● **Dataset records**

- - - - -

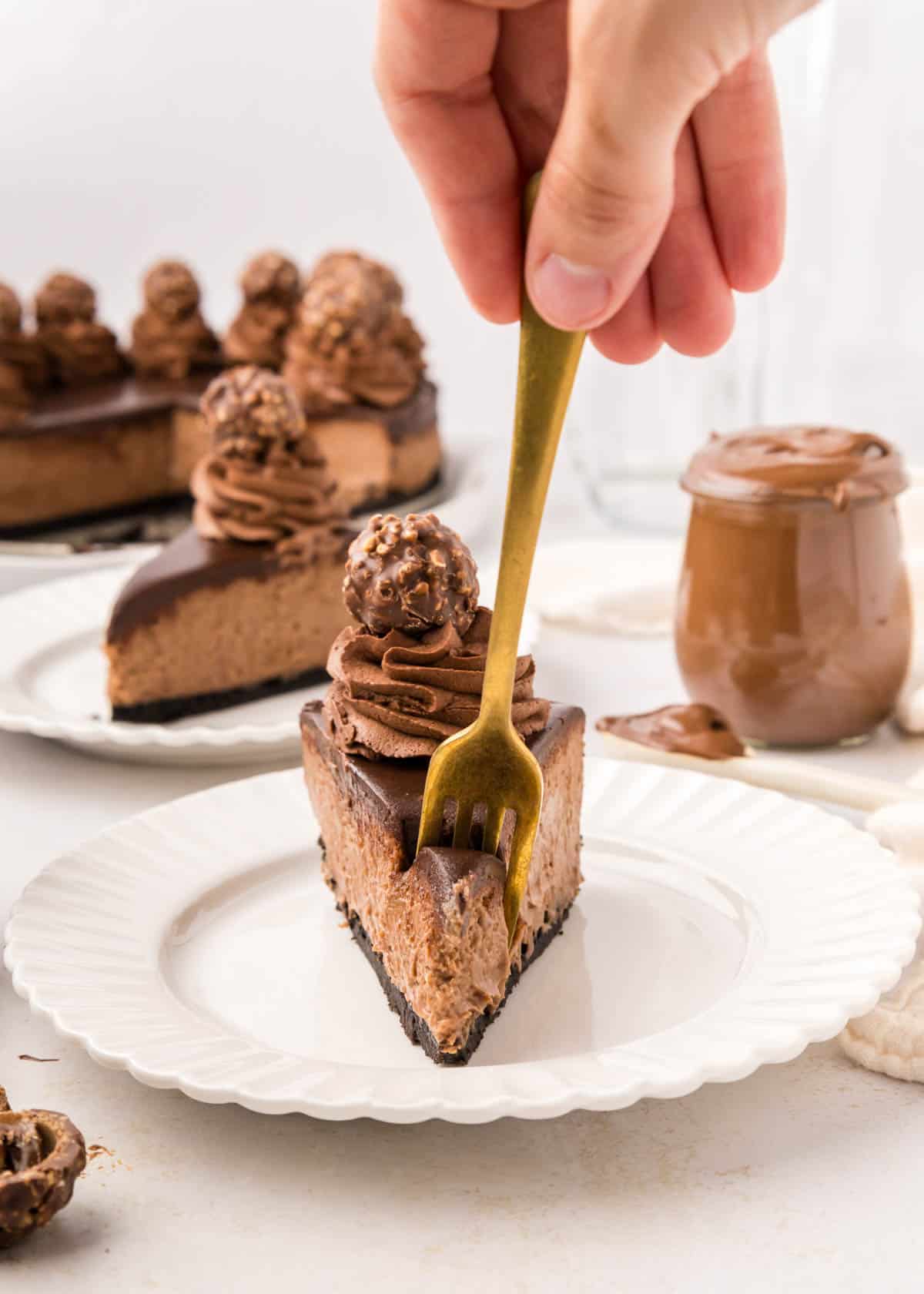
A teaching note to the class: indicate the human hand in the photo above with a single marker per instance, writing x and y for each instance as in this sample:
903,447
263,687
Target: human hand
658,129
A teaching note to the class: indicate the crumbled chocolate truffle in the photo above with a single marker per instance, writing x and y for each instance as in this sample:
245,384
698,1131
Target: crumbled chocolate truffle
170,337
77,347
42,1155
413,575
351,340
271,287
11,311
65,299
253,414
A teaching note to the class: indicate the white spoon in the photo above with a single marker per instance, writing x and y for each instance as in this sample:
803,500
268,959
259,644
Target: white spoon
792,778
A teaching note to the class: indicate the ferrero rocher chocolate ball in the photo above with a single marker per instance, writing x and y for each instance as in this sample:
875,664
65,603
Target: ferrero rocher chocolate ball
11,311
64,299
410,574
171,290
251,412
271,277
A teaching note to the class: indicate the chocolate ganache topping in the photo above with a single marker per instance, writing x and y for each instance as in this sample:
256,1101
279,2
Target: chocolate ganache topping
264,479
351,340
271,285
17,350
772,464
78,348
412,673
15,399
170,337
681,729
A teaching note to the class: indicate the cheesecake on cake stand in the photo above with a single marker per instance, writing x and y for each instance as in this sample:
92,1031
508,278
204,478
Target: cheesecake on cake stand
247,601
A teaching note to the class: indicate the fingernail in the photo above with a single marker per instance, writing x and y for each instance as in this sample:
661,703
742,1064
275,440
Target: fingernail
571,297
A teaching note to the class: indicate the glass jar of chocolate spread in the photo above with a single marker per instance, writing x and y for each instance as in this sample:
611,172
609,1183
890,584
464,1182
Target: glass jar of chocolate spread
794,615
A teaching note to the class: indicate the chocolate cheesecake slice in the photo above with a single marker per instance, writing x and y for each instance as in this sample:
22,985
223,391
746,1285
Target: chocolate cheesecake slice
246,602
408,675
104,432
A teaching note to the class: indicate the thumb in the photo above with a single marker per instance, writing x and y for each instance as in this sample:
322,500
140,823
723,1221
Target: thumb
608,186
636,72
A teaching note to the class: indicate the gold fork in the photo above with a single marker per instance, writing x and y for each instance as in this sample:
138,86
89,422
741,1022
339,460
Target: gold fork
488,764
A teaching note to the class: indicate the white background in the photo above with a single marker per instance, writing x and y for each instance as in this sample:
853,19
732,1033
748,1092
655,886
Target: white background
137,129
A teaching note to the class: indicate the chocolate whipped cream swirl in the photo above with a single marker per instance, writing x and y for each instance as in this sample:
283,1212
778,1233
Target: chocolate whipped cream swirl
769,464
397,696
351,340
18,350
264,481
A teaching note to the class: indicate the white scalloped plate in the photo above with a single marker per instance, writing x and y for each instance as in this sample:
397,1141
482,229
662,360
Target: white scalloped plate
718,928
53,685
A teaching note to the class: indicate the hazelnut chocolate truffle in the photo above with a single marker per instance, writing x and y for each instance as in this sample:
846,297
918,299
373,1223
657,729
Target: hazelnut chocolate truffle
413,575
65,299
271,285
264,479
42,1155
170,337
79,350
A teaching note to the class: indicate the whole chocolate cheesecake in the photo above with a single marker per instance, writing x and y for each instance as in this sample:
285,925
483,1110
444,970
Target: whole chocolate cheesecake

- - - - -

● **Work required**
Using the data above, write out every line exactly, leaving the images behind.

● **Answer to the exercise**
A teaching note to the class: indicate the human hand in the photo above with a single marker per instance, writing x and y for each instance as in this sample:
903,447
263,687
Target: human hand
658,129
A teaching note to the class: indicate the crumbled chocolate truffle in the photo above with a single marker per instance, writing x and y for each instance as in this sample:
245,384
698,1131
Target: crumbled chocolate truffle
170,337
77,347
42,1155
413,575
351,340
271,287
11,311
65,299
253,414
A teaching note to the class: indicate the white spoon in the photo above with a single marker per instance, writing x and y for each instance as in this sample:
803,500
268,959
259,644
Target: white spoon
792,778
A teaching note to the class: indicate the ferrero rocher chocolate ball in the photo above with a single marker per instance, writing x and y for each instance as in this sample:
875,664
65,603
Target: ferrero rocher chocolate ball
11,311
64,299
410,574
171,290
251,412
271,277
A teaching note to the class: indicate the chocolate ganache topping in the photo above with a single marker per instance, writing x and y for each instance as in this sample:
256,1101
279,2
Target: chocolate ganache topping
264,479
351,340
271,285
17,350
772,464
78,348
412,673
15,399
170,337
681,729
A teaching note to the class: indicate the cheesecake on cake stand in the photo above with a single marker per instance, writing x and y for each instance as in this sample:
92,1031
508,278
204,478
Target: cheesecake on cake stand
247,601
A teaching note to the class: indicate the fingernail in the photo above with a single marker per instance, writing x and y for each instance as in this sample:
661,703
742,1064
275,440
Target: fingernail
571,297
A teaching note to the class: indicate the glass jar of chocolate spread in the photo above with a single marker per instance, writing x and y for each instance as in this sample:
611,172
609,1183
890,584
464,1182
Target: glass jar of chocolate spread
794,615
A teaching note to the class: indicate the chocolate cheesecake slice in the photo above with a single marker per instance, writing x and y for each instance as in this sample:
22,985
223,391
746,1285
Target: chocolate cheesecake slice
246,602
408,675
104,432
A teaching note to the class: indicate the thumb in the photo above with a single marker per instance, writing x and y for each instance as in this sample:
322,500
140,823
723,1221
Target: thumb
608,186
636,72
A teaching note to the class: indicate the gold fork in the photo above with a single marker per instance, writing x and y for each instance as in this sample:
138,86
89,422
741,1022
339,460
Target: gold fork
488,764
A teaching note to the class: indicate the white background in the photo above with a single marker per instance, writing x and y for each instance as in this sample:
853,19
732,1033
748,1092
655,886
Target: white background
137,129
A teaching note to the class: indicate the chocolate whipped cream swirl in the photo above with a single marker per instance, writing x and y for each instance as in this sample:
283,1212
778,1233
Target: chocolate whipped cream swirl
769,464
397,696
351,340
18,350
264,481
A teaching note to the class: indicate the white scalloped plate in the photo above with a single marker per instance, writing x and y for each instance as in this sample:
397,1141
482,229
662,360
Target: white scalloped plate
718,928
53,685
A teaching note to the class: indicate the hazelnut chocolate truffle in the photo above with a single marker per instance, writing x and y for each instance as in this sample:
846,297
918,299
373,1223
657,729
Target: hazelnut chocolate truffle
413,575
65,299
271,285
264,479
42,1155
170,337
79,350
A teaching note to the class: indicate the whole chocolate cheesecake in the photo above with a single marker per instance, writing x and y for each instance as in this sample:
285,925
483,1110
444,970
Target: whole chocolate cheesecake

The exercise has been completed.